======== Material provided

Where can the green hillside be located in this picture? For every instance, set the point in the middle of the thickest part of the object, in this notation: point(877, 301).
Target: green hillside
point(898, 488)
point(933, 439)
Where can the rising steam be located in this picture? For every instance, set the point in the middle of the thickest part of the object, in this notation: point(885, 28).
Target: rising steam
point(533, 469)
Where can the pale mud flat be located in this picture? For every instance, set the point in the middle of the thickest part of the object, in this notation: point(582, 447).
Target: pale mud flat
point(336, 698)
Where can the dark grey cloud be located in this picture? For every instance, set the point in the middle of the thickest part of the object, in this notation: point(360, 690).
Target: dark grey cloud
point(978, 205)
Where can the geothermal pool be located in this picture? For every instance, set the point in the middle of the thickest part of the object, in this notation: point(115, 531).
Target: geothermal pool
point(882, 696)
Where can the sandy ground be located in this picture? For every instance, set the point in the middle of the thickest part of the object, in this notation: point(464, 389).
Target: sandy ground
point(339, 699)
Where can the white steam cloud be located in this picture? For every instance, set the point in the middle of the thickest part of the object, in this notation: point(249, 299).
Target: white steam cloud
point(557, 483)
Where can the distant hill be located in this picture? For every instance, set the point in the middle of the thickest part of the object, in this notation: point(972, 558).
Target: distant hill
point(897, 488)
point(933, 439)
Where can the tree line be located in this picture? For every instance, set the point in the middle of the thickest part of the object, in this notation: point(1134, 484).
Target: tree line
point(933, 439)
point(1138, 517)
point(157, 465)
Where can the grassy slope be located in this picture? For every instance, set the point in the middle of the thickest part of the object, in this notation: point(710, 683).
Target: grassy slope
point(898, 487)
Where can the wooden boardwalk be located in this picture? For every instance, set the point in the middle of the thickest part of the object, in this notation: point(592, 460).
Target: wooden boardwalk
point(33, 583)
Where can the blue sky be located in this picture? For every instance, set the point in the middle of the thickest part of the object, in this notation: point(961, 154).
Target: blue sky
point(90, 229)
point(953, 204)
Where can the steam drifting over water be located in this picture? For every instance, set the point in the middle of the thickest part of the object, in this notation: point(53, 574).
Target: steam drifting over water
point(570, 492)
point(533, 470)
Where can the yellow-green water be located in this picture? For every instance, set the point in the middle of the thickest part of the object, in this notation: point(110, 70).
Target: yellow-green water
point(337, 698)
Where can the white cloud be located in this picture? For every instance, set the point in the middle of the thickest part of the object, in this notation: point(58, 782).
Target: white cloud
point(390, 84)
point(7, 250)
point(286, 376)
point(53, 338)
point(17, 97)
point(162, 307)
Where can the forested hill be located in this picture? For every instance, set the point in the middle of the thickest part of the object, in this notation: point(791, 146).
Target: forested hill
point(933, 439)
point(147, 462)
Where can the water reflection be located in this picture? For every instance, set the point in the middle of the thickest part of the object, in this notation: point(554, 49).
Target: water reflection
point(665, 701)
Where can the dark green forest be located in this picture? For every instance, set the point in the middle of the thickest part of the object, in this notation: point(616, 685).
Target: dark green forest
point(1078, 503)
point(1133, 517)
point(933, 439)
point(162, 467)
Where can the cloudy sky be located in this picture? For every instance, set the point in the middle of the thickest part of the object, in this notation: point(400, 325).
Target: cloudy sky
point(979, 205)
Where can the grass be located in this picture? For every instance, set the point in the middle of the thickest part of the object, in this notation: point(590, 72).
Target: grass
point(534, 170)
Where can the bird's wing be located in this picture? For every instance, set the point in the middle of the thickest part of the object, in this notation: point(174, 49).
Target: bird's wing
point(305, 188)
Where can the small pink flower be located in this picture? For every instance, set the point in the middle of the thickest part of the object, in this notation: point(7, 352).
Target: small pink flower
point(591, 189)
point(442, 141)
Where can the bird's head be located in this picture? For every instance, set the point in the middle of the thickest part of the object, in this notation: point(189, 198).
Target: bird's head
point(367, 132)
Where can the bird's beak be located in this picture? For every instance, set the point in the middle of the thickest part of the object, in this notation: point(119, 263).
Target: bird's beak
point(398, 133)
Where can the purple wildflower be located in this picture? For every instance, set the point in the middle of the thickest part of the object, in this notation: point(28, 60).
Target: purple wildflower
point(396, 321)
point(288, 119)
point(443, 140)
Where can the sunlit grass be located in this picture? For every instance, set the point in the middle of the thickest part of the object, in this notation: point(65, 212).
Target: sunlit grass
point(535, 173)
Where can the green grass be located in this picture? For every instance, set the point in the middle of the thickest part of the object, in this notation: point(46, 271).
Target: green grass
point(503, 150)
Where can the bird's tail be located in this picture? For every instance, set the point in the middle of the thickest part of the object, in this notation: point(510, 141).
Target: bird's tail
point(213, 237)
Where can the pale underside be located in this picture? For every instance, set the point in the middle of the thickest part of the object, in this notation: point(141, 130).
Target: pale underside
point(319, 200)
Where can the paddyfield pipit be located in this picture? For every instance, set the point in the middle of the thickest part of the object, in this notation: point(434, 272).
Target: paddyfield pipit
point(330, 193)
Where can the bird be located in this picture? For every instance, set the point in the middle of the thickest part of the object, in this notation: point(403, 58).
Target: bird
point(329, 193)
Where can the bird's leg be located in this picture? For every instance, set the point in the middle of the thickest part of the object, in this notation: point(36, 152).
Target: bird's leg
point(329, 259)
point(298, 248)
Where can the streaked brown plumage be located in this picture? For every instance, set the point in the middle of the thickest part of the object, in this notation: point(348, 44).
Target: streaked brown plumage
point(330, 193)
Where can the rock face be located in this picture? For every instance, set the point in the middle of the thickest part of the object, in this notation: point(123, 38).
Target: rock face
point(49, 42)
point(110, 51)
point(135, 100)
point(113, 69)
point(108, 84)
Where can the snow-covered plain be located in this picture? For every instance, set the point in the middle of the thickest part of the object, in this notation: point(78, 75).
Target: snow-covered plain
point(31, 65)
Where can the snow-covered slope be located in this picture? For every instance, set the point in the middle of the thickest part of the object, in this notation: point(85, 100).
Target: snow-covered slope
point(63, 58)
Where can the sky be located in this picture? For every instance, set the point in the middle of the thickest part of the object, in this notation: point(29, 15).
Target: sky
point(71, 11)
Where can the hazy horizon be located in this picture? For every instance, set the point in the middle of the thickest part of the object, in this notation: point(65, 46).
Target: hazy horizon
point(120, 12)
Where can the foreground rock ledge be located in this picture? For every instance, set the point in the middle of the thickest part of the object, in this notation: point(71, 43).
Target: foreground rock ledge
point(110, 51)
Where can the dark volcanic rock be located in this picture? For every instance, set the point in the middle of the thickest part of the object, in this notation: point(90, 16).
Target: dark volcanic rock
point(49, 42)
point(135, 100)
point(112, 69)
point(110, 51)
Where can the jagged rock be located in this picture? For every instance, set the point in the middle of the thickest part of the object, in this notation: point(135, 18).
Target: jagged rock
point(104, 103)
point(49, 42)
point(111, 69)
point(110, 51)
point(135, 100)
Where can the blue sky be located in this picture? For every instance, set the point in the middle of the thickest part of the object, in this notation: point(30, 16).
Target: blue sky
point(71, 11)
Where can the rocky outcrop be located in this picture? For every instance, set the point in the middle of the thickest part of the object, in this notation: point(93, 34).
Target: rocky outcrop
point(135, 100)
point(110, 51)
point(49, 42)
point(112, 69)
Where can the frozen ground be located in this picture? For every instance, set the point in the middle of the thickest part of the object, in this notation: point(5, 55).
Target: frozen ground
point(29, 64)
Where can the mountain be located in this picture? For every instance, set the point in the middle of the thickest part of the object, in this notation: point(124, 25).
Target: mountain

================

### Short problem
Reproduce every one of the records above word for word, keeping each line unchanged.

### Solution for this task
Where can the green hillside be located in this picture? For every instance, set the point in the middle of the thickest part of the object, in this notation: point(877, 301).
Target: green hillside
point(898, 488)
point(933, 439)
Where can the rising steam be located in this picture? For every instance, set the point in the middle of the thickest part of the object, in this notation: point(885, 28).
Target: rising steam
point(533, 469)
Where can the pale mud flat be located in this picture? For every instance, set the point in the middle of the thickest part of the object, in this notation: point(582, 447).
Target: pale mud flat
point(336, 698)
Where can the dark grey cloud be located in this picture? For every instance, set the point in the middle of the thickest part of the object, in this notation: point(360, 690).
Target: dark grey cloud
point(978, 205)
Where can the geothermal pool be located in this picture? For every instance, set the point in the middle of the thickest part of the object, in this notation: point(115, 531).
Target: geothermal pool
point(882, 696)
Where can the sandy ground be located in this picture? For every instance, set the point in the middle of the thickest part of the object, in this notation: point(464, 389).
Target: sandy ground
point(339, 699)
Where can the white steam cloud be located in this picture? For every instance, set the point in the middle of the thickest part of the object, in this notation: point(249, 299).
Target: white steam cloud
point(557, 483)
Where can the distant hill be located in this picture? For every instance, set the point in the middle of the thickest part of the object, in this notation: point(972, 558).
Target: distant hill
point(897, 488)
point(933, 439)
Where can the tree line be located in this picture? For every instance, set the point in the middle of the thickest part of the object, in this notation: point(1134, 484).
Target: tree line
point(933, 439)
point(1138, 517)
point(157, 465)
Where can the grassy slope be located in this picture? For every instance, set the point in the middle of the thickest part of the object, in this notation: point(710, 683).
Target: grassy slope
point(898, 487)
Where can the wooden boardwalk be located in this picture? For every instance, set the point in the middle of the thickest part of the object, in this notation: point(592, 460).
Target: wooden boardwalk
point(33, 583)
Where can the blue sky be located in this picture? For every instance, set the point in the middle of the thickest part of the object, in this notation: point(961, 154).
Target: blue sky
point(90, 229)
point(953, 204)
Where can the steam drifting over water be located in this picture? For every instance, set the point in the middle of the thickest part of the object, in this notation: point(53, 574).
Target: steam drifting over water
point(570, 492)
point(533, 470)
Where can the yellow-green water be located in this picture? For every instance, set the point in the middle of the thickest part of the object, in this notation: point(110, 70).
Target: yellow-green water
point(337, 698)
Where can the white cloud be located in this picture? For every instance, set the point in the middle of the thickest part of the object, in this notation: point(58, 782).
Target: white cloud
point(390, 84)
point(7, 250)
point(286, 376)
point(53, 338)
point(17, 97)
point(162, 307)
Where can the forested hill be located in this picture? For every instance, set the point in the middle of the thickest part of the object, in this notation: point(791, 146).
Target: forested hill
point(933, 439)
point(147, 462)
Where can the water reflection be located in this picture? For every instance, set the point in the middle of the thickest part of the object, in this notation: point(554, 49).
Target: water reflection
point(665, 701)
Where can the dark green forest be located in this picture? For every instance, set the point in the middle of the thickest part of the object, in this notation: point(616, 685).
Target: dark green forest
point(1078, 503)
point(1133, 517)
point(933, 439)
point(162, 467)
Where can the cloudy sky be located in this picture? For every instance, set the point in the middle of the thickest part of the object, in this notation: point(400, 325).
Target: cloudy sky
point(979, 205)
Where can the grass be located in this picture? For every instance, set the point in the middle of the thickest part of the object, in this notation: point(590, 72).
Target: grass
point(534, 170)
Where can the bird's wing be located in this picture? For every instance, set the point in the middle of the thickest part of the object, in this notation: point(174, 49).
Target: bird's wing
point(305, 188)
Where can the small pink flower be located in this picture? For every instance, set the point in the middle of the thickest part of the object, in this notation: point(7, 352).
Target: small pink flower
point(591, 189)
point(442, 141)
Where can the bird's head be located in this picture? For every instance, set the point in the middle of the thickest part of the object, in this notation: point(189, 198).
Target: bird's head
point(367, 132)
Where can the bird's beak be located in this picture? For every instance, set the point in the middle of the thickest part of the object, in this notation: point(119, 263).
Target: bird's beak
point(398, 133)
Where can the purple wildflower be located in this picture? For every instance, set the point in the middle of the thickest part of the object, in this notation: point(28, 60).
Target: purple wildflower
point(396, 321)
point(288, 119)
point(443, 140)
Where can the sunlit grass be located in this picture? For every instance, set the point in the middle of the thickest part of the object, in this notation: point(65, 212).
Target: sunlit grass
point(535, 173)
Where can the green grass be located in this picture? For every instance, set the point in the middle of the thickest part of the object, in this notation: point(46, 271).
Target: green grass
point(503, 150)
Where can the bird's tail be located in this picture? For every instance, set the point in the middle of the thickest part of the object, in this notation: point(510, 141).
Target: bird's tail
point(213, 237)
Where can the pale underside be located in this picture? For every instance, set the point in the middle of the thickest part of the object, in this notation: point(141, 130).
Target: pale underside
point(319, 200)
Where can the paddyfield pipit be located in this picture? For every instance, set the point in the middle of the thickest part of the object, in this notation: point(434, 272).
Target: paddyfield pipit
point(330, 193)
Where can the bird be located in this picture? For every instance, set the point in the middle of the thickest part of the object, in this notation: point(403, 58).
Target: bird
point(329, 193)
Where can the bird's leg be located in this picture? For every instance, set the point in the middle of the thickest part of the object, in this notation: point(36, 152).
Target: bird's leg
point(329, 259)
point(298, 248)
Where can the streaked brown plumage be located in this picture? For every instance, set the point in the middle of the thickest part of the object, in this notation: point(348, 44).
Target: streaked brown plumage
point(330, 193)
Where can the rock face be located in this picture? For every instance, set the point in the middle of the thickest part of the object, in this notation: point(123, 38).
Target: rock face
point(49, 42)
point(110, 51)
point(135, 100)
point(113, 69)
point(108, 84)
Where can the snow-covered plain be located in this picture? For every instance, set the point in the middle of the thickest part of the object, in this notation: point(78, 75).
Target: snow-covered plain
point(31, 65)
Where can the snow-covered slope be located in this picture? For every instance, set the point in the middle of the thickest part of the object, in this notation: point(85, 100).
Target: snow-covered slope
point(63, 58)
Where can the sky be located in this picture? For every instance, set the point in the middle of the thickest part of the object, in this notation: point(29, 15).
Target: sky
point(71, 11)
Where can the hazy horizon be located in this picture? For every instance, set the point in the middle of the thickest part of the object, in this notation: point(65, 46).
Target: hazy horizon
point(120, 12)
Where can the foreground rock ledge be located in this picture? For every instance, set the point in the middle of the thickest part of the object, in this notation: point(71, 43).
Target: foreground rock ledge
point(110, 51)
Where can the dark volcanic rock be located in this picture? For every instance, set the point in the middle of the thickest part of the object, in this notation: point(90, 16).
Target: dark volcanic rock
point(49, 42)
point(135, 100)
point(112, 69)
point(110, 51)
Where can the jagged rock be located in this picture? For every instance, set the point in the middle of the thickest part of the object, in this notation: point(135, 18).
Target: jagged rock
point(104, 103)
point(49, 42)
point(111, 69)
point(110, 51)
point(135, 100)
Where can the blue sky be located in this picture? For every instance, set the point in the middle of the thickest part of the object, in this notation: point(30, 16).
Target: blue sky
point(71, 11)
Where can the rocky outcrop be located in this picture? For every instance, set the point in the middle of the thickest part of the object, in this notation: point(93, 34).
Target: rocky outcrop
point(135, 100)
point(110, 51)
point(49, 42)
point(112, 69)
Where can the frozen ground be located in this picture? For every instance, set the point in the middle of the thickest part of the object, in this notation: point(5, 55).
Target: frozen ground
point(29, 64)
Where can the mountain be located in this picture? For every instance, set the point in the middle of the thickest part of the object, in this notation: point(124, 25).
Target: mountain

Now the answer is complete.